----- Source excerpt -----

The most likely meaning of ‘Caesar’ is that it’s from the Latin
caesaries
, which means ‘a beautiful head of hair’.

What was Caesar talking about when he said ‘
Veni, vidi, vici
’?

Most of us think ‘
Veni, vidi, vici’
(‘I came, I saw, I conquered’) – Julius Caesar’s second most famous line after ‘
Et tu, Brute
’ – refers to his invasion of Britain.

In fact, as every schoolboy knows, he was summing up his victory over King Pharnaces II of Pontus at the battle of Zela in 47
BC
.

At the time the Roman civil war was at its height, with Caesar leading the Senate’s modernisers and Gnaeus Pompeius Magnus (better known as Pompey) commanding the traditionalist forces.

The kingdom of Pontus, on the southern coast of the Black Sea, had proved a troublesome enemy to Rome over the years. Knowing Caesar was preoccupied fighting Pompey in Egypt, King Pharnaces spotted his chance to regain some lost territory and invaded Cappadocia, in what is now northern Turkey. He inflicted a heavy defeat on the depleted Roman defence, and rumours spread that he had tortured Roman prisoners.

When Caesar returned victorious from Egypt, he decided to teach Pharnaces a lesson. At Zela he defeated the large, well-organised Pontic army in just five days and couldn’t resist crowing about it in a letter to his friend Amantius in Rome: hence the quote. Suetonius even claims Caesar paraded the famous phrase around after the battle itself. It was to prove a decisive moment in the civil war against Pompey and his supporters, and in Caesar’s career.

----- Records shown -----

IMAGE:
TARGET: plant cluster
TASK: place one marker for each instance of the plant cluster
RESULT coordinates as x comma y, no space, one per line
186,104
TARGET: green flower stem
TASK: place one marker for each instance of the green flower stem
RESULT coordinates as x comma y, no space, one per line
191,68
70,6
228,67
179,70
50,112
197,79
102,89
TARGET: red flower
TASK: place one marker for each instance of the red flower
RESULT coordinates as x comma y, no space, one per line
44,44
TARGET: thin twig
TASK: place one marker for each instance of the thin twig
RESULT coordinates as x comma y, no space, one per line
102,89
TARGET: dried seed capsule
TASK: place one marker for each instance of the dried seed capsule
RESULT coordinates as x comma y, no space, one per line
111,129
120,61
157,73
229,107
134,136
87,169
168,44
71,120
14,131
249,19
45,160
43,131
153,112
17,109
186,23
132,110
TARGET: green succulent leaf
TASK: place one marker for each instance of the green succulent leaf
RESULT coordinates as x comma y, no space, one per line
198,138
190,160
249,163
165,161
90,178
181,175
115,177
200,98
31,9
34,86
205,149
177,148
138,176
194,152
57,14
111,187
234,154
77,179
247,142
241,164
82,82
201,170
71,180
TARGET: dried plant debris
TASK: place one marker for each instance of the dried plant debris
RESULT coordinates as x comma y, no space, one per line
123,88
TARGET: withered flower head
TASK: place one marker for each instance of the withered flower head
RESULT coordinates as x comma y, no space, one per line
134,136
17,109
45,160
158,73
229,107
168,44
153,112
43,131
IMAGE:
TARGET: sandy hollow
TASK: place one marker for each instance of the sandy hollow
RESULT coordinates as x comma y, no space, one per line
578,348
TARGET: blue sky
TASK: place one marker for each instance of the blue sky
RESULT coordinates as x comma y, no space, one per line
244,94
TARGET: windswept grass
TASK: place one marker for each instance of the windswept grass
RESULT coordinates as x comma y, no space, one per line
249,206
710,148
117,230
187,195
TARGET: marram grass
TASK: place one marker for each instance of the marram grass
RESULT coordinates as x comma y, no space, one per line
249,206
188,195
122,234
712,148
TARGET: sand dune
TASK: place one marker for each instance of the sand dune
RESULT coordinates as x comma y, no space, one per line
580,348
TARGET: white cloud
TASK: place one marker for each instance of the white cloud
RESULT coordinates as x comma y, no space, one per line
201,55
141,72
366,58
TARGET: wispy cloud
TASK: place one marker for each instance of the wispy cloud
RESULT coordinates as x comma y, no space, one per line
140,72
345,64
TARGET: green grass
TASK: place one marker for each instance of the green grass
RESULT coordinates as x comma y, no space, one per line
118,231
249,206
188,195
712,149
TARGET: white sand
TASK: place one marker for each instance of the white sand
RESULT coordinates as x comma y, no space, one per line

-----

Objective 1:
Translate this sentence from the passage on Caesar's "Veni, vidi, vici" into Spanish: "When Caesar returned victorious from Egypt, he decided to teach Pharnaces a lesson."
Objective 2:
Reproduce the passage on Caesar's "Veni, vidi, vici" word for word between "What was Caesar" and "invasion of Britain.", inclusive.

Exercise result 1:
Cuando César regresó victorioso de Egipto, decidió darle una lección a Farnaces.

Exercise result 2:
What was Caesar talking about when he said ‘
Veni, vidi, vici
’?

Most of us think ‘
Veni, vidi, vici’
(‘I came, I saw, I conquered’) – Julius Caesar’s second most famous line after ‘
Et tu, Brute
’ – refers to his invasion of Britain.